## WHAT TO PRODUCE
Go to the line containing "Target: bare dirt field" and return it and each line after it exactly, through the end of the data below, and nothing more.

Items from a dataset
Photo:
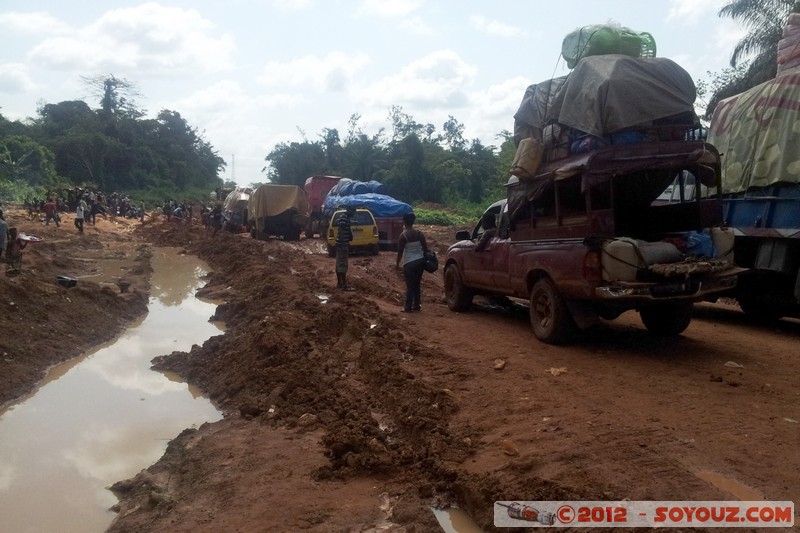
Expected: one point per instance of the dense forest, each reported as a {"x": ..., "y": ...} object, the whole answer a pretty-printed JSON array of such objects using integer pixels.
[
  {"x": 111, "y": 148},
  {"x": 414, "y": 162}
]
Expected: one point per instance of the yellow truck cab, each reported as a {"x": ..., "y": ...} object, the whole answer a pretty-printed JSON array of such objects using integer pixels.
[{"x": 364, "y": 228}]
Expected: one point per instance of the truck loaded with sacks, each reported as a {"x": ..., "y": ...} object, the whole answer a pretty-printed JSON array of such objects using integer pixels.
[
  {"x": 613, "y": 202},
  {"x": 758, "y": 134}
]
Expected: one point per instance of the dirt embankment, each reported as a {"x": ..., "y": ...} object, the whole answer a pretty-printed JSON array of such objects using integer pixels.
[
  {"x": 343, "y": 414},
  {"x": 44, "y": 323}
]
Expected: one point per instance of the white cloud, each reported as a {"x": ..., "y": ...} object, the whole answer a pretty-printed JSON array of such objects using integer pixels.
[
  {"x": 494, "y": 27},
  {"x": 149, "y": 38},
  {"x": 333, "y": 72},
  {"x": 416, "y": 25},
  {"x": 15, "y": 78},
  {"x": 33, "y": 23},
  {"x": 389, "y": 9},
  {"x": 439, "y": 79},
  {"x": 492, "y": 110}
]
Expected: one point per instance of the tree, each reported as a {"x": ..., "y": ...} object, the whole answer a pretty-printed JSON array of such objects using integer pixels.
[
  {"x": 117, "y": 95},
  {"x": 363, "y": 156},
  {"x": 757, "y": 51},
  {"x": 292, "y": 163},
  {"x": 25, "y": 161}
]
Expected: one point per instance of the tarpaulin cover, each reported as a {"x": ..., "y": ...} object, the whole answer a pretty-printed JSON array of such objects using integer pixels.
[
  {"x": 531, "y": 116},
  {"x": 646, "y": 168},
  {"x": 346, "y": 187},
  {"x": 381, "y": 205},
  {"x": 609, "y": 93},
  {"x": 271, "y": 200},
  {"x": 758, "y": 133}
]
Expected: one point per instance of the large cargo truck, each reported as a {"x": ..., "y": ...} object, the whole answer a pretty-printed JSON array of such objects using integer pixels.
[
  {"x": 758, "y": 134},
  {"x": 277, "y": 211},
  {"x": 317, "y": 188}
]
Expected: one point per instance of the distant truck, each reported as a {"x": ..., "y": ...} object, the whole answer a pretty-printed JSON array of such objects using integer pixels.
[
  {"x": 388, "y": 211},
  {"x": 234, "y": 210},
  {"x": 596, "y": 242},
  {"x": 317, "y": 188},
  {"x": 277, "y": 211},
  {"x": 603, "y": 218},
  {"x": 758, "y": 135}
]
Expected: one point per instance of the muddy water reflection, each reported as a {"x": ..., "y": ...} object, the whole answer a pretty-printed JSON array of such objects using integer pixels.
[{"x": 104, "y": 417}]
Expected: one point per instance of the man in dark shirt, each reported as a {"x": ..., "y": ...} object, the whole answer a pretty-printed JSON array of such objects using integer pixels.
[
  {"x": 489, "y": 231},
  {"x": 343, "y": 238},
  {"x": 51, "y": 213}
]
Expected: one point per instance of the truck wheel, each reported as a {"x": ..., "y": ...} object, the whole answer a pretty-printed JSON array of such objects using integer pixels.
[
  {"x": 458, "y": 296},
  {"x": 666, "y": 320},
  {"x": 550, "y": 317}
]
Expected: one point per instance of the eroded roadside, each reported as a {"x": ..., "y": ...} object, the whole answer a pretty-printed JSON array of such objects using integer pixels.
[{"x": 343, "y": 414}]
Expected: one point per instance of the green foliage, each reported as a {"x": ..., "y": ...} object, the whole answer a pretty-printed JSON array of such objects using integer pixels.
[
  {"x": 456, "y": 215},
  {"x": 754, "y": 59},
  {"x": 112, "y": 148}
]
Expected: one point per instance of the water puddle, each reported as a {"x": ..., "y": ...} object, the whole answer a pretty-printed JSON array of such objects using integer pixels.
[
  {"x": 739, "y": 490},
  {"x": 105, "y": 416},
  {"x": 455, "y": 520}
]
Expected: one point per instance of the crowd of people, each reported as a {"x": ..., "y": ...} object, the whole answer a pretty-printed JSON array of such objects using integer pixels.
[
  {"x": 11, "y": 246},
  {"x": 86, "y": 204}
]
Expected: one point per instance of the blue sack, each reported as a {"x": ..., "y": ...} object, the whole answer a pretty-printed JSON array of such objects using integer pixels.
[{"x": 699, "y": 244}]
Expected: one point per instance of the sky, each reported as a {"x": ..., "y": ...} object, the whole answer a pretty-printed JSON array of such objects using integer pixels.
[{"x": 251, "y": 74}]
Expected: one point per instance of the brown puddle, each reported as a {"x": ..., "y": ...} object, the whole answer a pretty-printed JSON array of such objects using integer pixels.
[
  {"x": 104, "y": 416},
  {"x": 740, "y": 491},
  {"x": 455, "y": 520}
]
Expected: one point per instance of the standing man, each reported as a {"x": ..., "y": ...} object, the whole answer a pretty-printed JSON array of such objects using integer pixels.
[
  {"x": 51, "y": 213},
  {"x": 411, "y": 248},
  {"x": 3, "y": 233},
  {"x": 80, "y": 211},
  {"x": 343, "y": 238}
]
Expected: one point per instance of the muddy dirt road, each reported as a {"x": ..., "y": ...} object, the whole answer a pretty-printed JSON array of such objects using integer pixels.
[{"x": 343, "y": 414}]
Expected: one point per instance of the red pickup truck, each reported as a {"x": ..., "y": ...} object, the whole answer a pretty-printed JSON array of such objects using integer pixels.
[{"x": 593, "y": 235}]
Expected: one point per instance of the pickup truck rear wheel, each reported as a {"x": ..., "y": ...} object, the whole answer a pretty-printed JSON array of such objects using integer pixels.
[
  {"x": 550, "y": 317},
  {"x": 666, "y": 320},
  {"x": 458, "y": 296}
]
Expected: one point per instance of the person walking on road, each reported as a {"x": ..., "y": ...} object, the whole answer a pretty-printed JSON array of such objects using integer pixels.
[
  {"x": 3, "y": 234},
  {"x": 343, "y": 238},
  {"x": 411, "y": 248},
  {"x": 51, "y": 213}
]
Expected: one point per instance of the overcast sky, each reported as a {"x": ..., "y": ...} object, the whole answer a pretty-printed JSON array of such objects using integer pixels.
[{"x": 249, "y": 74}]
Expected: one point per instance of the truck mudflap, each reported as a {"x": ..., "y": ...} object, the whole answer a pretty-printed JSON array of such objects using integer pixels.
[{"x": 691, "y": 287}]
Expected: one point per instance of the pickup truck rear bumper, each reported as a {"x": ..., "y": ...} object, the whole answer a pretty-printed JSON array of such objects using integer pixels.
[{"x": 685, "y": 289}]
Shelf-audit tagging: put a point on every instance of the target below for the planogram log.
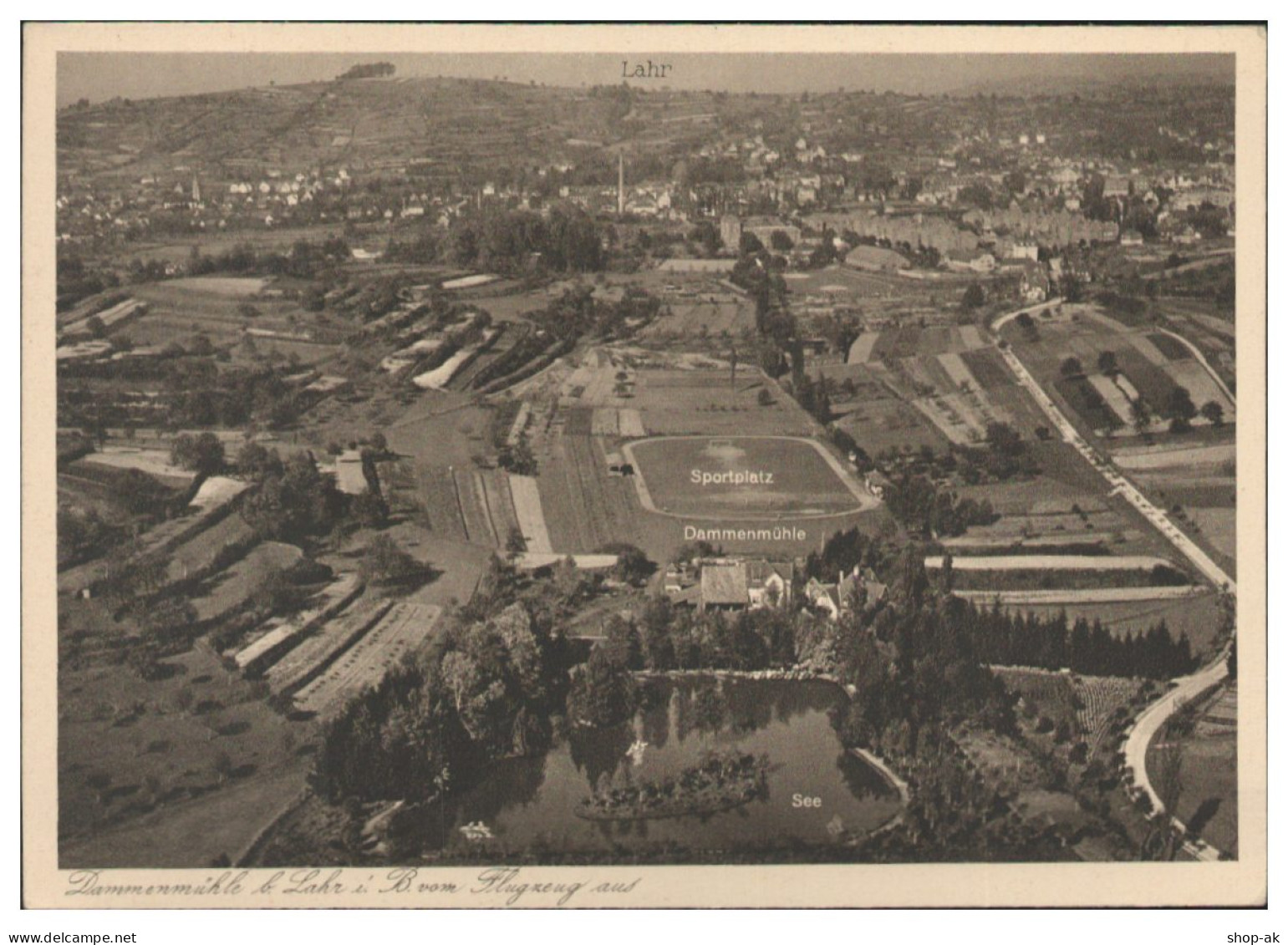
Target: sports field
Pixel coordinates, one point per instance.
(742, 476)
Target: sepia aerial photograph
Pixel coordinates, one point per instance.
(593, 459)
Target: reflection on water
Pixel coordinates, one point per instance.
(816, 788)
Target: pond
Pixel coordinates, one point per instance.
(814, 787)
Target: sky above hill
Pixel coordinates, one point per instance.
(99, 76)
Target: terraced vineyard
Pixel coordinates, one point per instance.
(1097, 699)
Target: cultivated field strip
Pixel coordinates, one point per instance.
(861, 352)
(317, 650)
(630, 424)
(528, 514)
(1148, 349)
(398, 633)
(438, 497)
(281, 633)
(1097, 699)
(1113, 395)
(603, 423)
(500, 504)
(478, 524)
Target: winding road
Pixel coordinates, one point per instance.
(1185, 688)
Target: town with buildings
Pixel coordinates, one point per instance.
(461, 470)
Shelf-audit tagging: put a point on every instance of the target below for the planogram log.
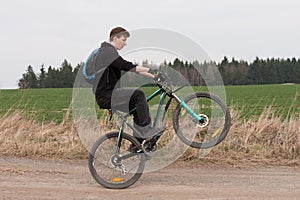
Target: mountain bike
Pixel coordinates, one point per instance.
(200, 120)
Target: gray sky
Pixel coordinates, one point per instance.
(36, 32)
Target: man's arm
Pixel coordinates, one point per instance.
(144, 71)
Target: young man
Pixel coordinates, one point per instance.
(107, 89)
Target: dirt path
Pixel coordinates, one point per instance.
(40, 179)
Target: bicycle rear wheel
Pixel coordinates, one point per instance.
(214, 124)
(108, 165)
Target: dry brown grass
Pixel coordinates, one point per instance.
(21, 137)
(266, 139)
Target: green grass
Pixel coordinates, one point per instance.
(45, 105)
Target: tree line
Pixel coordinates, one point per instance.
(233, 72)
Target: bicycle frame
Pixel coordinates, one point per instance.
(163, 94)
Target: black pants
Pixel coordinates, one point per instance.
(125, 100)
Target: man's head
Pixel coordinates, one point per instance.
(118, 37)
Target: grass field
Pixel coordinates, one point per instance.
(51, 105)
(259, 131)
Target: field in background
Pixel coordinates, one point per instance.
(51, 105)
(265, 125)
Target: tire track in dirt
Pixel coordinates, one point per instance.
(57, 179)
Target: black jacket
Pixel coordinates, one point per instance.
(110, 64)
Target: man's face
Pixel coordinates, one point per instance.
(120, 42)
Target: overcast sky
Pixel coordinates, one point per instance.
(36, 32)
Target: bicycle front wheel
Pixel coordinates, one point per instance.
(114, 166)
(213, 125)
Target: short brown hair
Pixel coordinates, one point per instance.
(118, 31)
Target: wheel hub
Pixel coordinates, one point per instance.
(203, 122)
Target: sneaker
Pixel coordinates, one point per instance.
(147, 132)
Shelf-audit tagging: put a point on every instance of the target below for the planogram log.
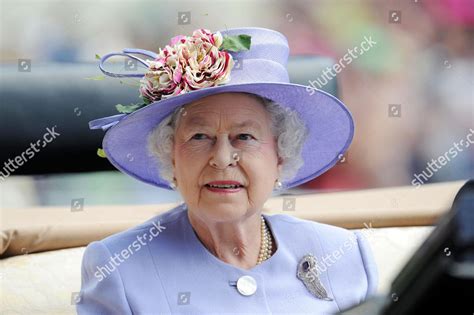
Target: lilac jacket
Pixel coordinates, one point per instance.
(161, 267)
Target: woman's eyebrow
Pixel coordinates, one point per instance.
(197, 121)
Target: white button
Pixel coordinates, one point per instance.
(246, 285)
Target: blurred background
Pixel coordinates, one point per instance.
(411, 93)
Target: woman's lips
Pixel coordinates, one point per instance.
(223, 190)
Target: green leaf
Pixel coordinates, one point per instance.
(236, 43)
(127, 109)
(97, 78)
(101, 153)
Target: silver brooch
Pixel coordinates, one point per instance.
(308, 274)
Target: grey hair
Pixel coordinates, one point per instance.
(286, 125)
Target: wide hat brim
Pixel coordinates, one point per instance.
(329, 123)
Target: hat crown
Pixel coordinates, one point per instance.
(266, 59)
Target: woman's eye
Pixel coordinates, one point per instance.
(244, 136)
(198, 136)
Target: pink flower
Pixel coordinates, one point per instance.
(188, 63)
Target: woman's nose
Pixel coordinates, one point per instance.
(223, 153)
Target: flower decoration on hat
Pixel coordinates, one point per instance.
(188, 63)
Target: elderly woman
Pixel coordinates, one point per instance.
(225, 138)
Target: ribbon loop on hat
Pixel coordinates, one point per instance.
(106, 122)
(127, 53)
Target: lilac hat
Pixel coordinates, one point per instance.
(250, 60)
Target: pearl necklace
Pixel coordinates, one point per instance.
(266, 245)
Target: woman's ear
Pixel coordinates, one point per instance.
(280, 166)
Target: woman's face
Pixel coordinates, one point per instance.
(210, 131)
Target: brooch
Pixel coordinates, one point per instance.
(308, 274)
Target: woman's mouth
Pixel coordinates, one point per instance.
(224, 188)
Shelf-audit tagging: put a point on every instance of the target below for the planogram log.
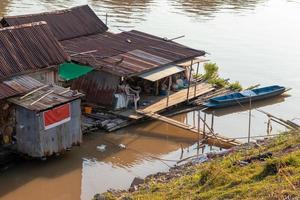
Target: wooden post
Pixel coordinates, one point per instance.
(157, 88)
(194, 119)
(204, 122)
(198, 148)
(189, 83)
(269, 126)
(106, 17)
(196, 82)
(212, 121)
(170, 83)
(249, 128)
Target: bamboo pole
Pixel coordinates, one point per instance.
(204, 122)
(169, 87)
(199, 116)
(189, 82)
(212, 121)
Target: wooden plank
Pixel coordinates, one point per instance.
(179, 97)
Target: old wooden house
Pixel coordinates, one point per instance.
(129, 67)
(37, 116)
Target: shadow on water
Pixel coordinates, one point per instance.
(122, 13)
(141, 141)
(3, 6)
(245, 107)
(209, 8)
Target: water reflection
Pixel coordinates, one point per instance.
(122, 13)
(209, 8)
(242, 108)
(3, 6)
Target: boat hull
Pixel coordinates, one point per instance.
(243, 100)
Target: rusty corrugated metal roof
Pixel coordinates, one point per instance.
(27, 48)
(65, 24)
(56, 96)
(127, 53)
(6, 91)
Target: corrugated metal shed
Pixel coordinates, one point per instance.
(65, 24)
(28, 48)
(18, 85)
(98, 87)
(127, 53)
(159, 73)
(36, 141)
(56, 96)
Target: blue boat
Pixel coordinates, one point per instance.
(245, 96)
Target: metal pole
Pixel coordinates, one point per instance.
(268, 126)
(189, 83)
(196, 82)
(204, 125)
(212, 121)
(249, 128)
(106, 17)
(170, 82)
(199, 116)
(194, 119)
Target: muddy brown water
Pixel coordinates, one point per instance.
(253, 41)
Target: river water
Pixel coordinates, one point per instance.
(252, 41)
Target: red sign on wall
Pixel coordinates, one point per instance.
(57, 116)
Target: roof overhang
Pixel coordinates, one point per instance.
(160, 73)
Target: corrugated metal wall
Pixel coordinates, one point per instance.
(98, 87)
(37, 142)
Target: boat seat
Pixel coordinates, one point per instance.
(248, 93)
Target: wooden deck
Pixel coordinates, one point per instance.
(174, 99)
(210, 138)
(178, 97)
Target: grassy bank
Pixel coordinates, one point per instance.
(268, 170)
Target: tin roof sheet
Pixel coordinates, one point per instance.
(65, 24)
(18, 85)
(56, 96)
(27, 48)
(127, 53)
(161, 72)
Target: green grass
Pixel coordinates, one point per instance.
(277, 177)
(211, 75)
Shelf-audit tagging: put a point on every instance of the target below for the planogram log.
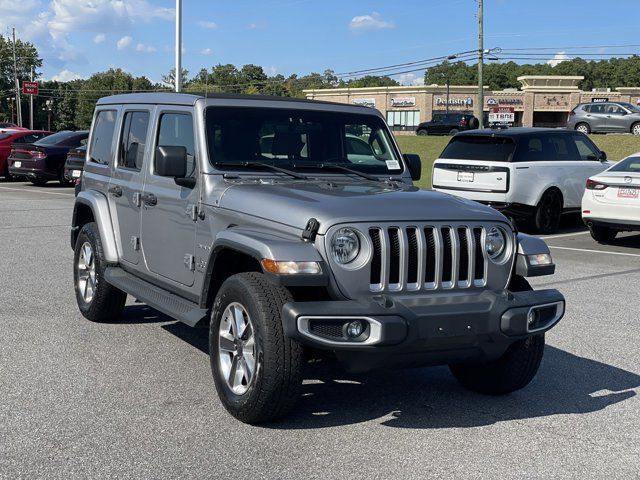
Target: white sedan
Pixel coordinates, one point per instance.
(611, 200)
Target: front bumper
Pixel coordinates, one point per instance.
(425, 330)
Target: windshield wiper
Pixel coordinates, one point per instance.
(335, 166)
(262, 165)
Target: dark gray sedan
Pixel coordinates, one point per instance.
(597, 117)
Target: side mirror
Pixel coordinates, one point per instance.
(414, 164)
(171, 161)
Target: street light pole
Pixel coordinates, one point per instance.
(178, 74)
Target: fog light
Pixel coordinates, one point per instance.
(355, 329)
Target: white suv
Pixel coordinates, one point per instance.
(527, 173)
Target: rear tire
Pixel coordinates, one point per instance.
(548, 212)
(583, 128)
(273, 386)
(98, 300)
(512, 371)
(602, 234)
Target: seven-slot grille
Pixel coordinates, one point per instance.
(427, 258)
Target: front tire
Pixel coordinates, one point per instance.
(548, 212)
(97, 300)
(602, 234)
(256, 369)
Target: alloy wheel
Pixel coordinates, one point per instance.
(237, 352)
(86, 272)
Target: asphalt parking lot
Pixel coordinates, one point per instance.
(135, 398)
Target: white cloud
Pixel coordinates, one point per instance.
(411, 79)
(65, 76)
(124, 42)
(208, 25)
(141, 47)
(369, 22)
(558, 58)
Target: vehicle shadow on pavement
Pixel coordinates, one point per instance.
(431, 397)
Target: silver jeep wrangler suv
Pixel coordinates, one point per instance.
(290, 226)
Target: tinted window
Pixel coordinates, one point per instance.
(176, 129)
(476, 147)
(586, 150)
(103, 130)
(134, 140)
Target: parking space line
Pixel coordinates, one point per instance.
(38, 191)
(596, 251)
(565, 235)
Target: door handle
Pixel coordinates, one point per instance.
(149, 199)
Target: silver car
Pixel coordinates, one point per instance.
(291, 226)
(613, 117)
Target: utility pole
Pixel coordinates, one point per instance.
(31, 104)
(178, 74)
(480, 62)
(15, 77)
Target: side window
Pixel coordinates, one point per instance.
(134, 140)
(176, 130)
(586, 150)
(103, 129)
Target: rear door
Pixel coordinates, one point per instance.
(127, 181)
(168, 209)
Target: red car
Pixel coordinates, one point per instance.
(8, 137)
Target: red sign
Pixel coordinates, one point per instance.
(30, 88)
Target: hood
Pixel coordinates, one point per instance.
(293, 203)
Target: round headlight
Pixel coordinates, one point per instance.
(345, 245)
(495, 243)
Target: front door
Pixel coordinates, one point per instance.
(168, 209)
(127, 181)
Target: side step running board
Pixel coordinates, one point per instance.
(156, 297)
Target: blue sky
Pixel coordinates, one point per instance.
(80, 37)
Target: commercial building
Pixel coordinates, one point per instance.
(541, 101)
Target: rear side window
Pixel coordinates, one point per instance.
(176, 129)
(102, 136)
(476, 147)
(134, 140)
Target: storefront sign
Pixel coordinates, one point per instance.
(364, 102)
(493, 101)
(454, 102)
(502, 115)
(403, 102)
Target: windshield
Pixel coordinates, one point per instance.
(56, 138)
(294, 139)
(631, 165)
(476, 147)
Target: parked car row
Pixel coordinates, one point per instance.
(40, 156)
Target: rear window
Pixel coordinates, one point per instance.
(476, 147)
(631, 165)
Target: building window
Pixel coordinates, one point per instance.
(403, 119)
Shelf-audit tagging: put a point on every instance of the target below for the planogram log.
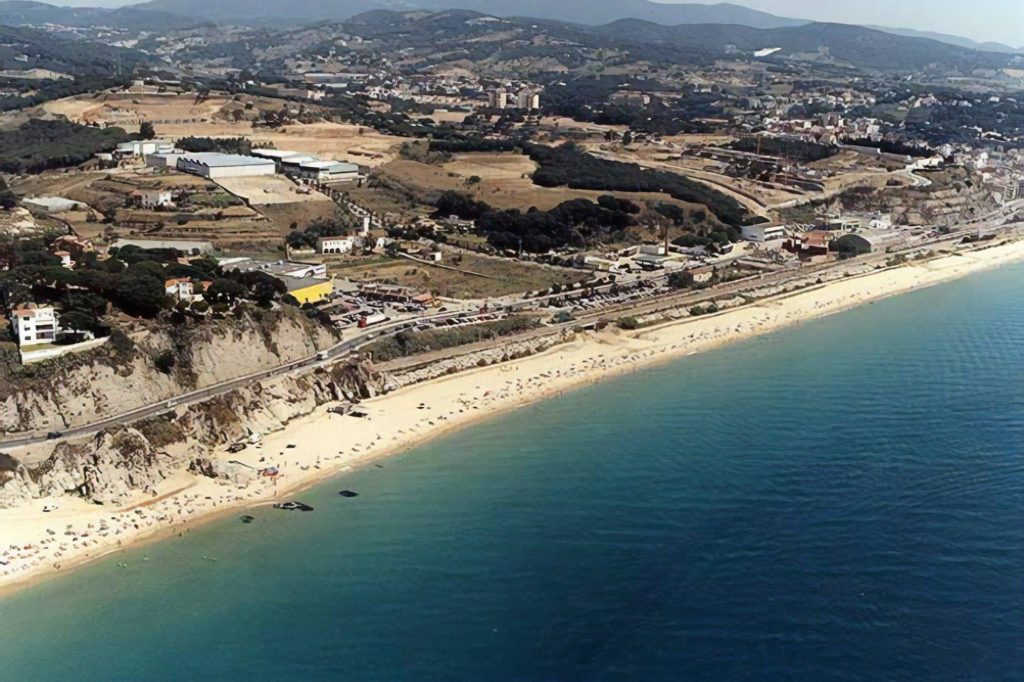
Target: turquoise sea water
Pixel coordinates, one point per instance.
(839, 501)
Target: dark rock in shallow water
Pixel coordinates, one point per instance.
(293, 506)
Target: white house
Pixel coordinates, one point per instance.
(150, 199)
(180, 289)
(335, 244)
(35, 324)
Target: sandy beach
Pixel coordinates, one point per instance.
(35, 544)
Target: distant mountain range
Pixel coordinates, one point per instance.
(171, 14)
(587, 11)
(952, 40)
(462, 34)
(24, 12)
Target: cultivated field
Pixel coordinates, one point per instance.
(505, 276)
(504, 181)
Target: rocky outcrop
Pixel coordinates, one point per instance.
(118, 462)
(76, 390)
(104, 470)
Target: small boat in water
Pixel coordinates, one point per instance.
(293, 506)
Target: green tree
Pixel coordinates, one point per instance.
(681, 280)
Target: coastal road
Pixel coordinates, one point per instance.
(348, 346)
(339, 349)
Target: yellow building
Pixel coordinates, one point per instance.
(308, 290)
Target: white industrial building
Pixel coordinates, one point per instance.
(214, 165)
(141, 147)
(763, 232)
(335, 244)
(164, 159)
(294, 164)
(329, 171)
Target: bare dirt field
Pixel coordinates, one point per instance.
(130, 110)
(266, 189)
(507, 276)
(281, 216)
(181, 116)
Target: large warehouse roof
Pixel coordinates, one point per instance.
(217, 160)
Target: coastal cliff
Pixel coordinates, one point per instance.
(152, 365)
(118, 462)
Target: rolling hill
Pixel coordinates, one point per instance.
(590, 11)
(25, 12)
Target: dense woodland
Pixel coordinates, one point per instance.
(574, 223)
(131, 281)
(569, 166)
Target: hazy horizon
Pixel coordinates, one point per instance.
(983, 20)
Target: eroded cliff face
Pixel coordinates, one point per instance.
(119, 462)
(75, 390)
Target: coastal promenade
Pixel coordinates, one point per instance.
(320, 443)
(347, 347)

## RESPONSE BELOW
Target: bare dirt field
Pixel coordinates, one point per instance.
(130, 110)
(266, 189)
(507, 276)
(281, 216)
(181, 116)
Target: large warehouse roof
Pixel coordinates, one point per instance.
(217, 160)
Target: coastal cliff
Pixel coordinates, one point per instance.
(152, 365)
(118, 462)
Target: rolling hill
Pixel coordinates, one point per instance.
(590, 11)
(25, 12)
Target: dense woodland
Pixel coordinates, one point per instance.
(574, 223)
(131, 281)
(569, 166)
Target: hazy horizon
Pixel coordinates, one point per instance.
(983, 20)
Target: eroded cliff face
Pixel coordinates, one point per instance.
(119, 462)
(75, 390)
Target: coastal promenade
Pixel coordinates, one point per instance.
(320, 443)
(347, 347)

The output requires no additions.